DELAYED by the Covid-19 pandemic, the 2020 Summer Games aims to open this year from July 23 to August 8 in Tokyo.
Our athletes have been training on and off for the summer games. Several celebrated Filipino athletes already secured their slots. Tokyo bound are Ernest Obiena (Pole Vault), Carlos Yulo (Gymnastics), Eumir Marcial, Irish Magno, Nesthy Petecio, Carlo Paalam (Boxing), and Hidilyn Diaz (Weightlifting).
After the summer games, our Filipino athletes will look forward to the 31st SEA Games from November 21 to December 2, 2021, in Vietnam.
In a Covid-free world, these are supposedly significant events celebrating human interaction and fraternity. Incidentally, Covid-19 has forced organizers of both events to rethink their approach in the conduct of these games.
Vietnam has reportedly cut its hosting budget, and Japan has been incurring expenses for the upkeep of the different venues since its delay.
Our athletes have been training for both games, but our dynamic Covid-19 response and cases have hindered their preparations. Lockdowns and budget constraints have been affecting their practices.

◆ **COMPLETE THE FOLLOWING**:
a - Answer these from the passage on Filipino athletes and the 2021 games:
(i) On what dates is the 2020 Summer Games set to run in Tokyo?
(ii) In which sport is Hidilyn Diaz listed?
(iii) Where and on what dates will the 31st SEA Games take place?
b - Extend the passage on Filipino athletes and the 2021 games by writing what comes after its last sentence.

◆ **Referring expression pointing data**:
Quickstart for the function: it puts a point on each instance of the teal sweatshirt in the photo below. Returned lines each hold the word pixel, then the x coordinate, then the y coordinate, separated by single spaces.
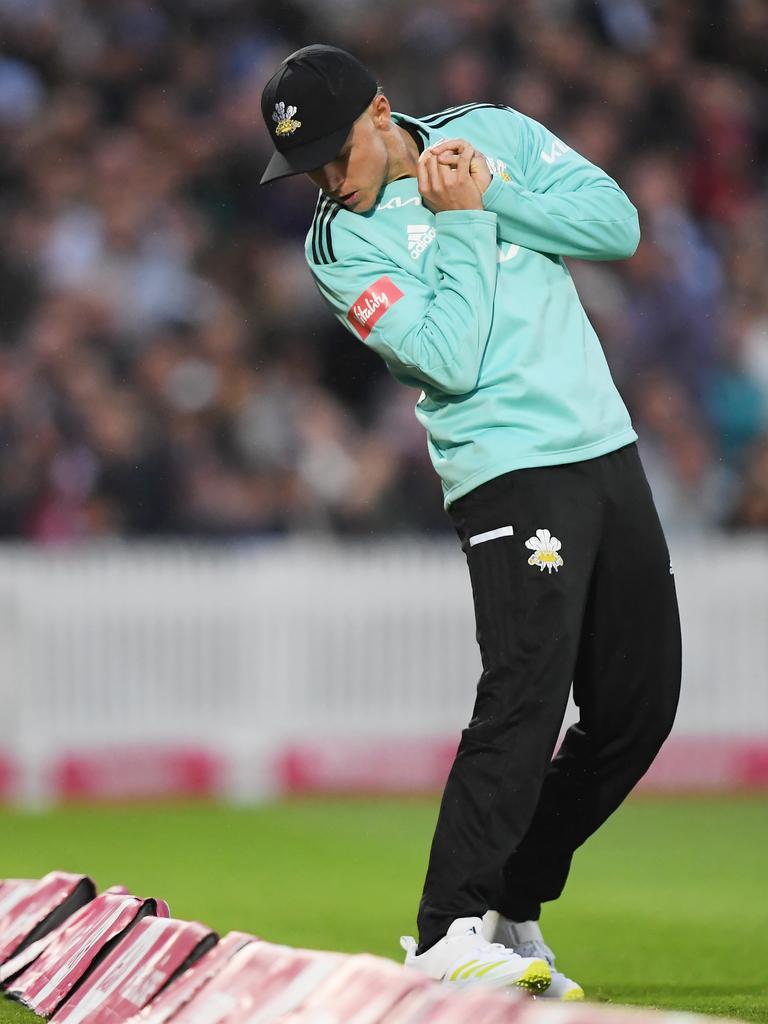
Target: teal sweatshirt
pixel 476 308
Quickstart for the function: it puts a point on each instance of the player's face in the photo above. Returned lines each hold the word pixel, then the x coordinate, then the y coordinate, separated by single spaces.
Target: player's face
pixel 355 176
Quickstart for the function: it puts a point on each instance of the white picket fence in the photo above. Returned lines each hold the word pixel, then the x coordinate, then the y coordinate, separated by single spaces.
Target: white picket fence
pixel 244 648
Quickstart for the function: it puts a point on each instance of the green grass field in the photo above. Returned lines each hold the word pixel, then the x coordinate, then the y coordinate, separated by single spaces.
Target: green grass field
pixel 667 906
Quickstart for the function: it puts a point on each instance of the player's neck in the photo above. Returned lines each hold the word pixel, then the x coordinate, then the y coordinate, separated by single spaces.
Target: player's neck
pixel 404 156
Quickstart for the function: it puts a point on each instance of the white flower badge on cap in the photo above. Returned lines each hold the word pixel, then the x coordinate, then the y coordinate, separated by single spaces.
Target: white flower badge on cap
pixel 545 548
pixel 284 116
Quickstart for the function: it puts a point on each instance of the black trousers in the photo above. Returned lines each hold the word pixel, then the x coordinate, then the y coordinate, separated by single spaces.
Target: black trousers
pixel 571 584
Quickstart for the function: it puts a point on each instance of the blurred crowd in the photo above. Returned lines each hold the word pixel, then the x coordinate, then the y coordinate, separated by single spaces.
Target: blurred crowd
pixel 166 364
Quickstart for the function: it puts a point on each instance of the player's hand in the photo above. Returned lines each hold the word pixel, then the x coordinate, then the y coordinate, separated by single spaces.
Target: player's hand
pixel 449 152
pixel 444 186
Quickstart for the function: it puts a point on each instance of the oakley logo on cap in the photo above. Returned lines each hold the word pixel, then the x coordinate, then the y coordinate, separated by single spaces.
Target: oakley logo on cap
pixel 284 116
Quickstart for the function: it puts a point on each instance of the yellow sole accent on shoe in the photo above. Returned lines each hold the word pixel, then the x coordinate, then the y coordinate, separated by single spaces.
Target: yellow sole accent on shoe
pixel 574 993
pixel 537 978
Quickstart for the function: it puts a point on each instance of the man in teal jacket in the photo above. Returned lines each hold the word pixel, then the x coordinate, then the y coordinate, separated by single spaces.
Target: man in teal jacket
pixel 438 242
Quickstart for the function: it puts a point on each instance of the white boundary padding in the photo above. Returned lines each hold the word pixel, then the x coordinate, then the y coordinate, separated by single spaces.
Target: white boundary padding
pixel 245 649
pixel 263 983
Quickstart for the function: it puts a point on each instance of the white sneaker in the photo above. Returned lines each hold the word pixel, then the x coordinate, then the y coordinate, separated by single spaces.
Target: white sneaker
pixel 526 940
pixel 463 956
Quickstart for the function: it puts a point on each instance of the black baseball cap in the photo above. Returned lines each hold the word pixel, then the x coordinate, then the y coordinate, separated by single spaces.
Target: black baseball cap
pixel 309 105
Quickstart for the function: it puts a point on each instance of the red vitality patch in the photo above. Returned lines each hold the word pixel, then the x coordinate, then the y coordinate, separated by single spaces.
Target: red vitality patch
pixel 366 310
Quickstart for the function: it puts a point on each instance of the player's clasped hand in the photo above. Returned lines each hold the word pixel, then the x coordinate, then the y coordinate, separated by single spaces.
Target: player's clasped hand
pixel 451 185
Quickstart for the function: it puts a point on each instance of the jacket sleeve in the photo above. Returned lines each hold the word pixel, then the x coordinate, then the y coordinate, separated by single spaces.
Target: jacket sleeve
pixel 428 336
pixel 551 200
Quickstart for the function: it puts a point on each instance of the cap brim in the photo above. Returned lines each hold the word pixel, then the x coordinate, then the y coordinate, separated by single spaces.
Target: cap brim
pixel 305 158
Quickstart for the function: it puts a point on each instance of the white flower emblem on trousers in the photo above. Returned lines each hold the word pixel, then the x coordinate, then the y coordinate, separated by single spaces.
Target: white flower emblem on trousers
pixel 545 548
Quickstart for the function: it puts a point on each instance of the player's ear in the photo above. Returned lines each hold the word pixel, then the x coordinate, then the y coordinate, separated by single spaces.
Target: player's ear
pixel 380 111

◆ **RESPONSE LIST**:
a -
(i) From July 23 to August 8.
(ii) Weightlifting.
(iii) In Vietnam, from November 21 to December 2, 2021.

b -
The PSC has been very open in its expression of support for these athletes. However, they can only do so much opposite the regulations and restrictions imposed by the IATF on movement, organizations, etc.
In celebrating human interaction and fraternity, sports has been a front runner.
However, the threat of Covid-19 is also genuine. India, in recent days, has been devastated by deaths from the virus. The Philippines has breached the 1 million mark of Covid-19 cases two days back.
Aside from Covid-19, civil and political tensions are happening all over Myanmar, the disputed seas, political turmoil, racism, hunger, poverty, etc.
What these games will provide will be a temporary distraction from all of these.
Once the games are done, we will still be confronted by these threats.
As a show of our brotherhood and humanity, perhaps we can reconsider the conduct of these games and allocate resources for Covid-19 response, especially in third world countries. Resources that can help secure the vaccines and fund further researches to combat the pandemic.
End territorial disputes, political turmoil and focus on the needs of the people for food, clothing, and shelter.
In these trying times, we need fewer distractions and more genuine concern for our fellow human beings. Sports can make the way by considering this option of realigning resources for the greater good of humanity.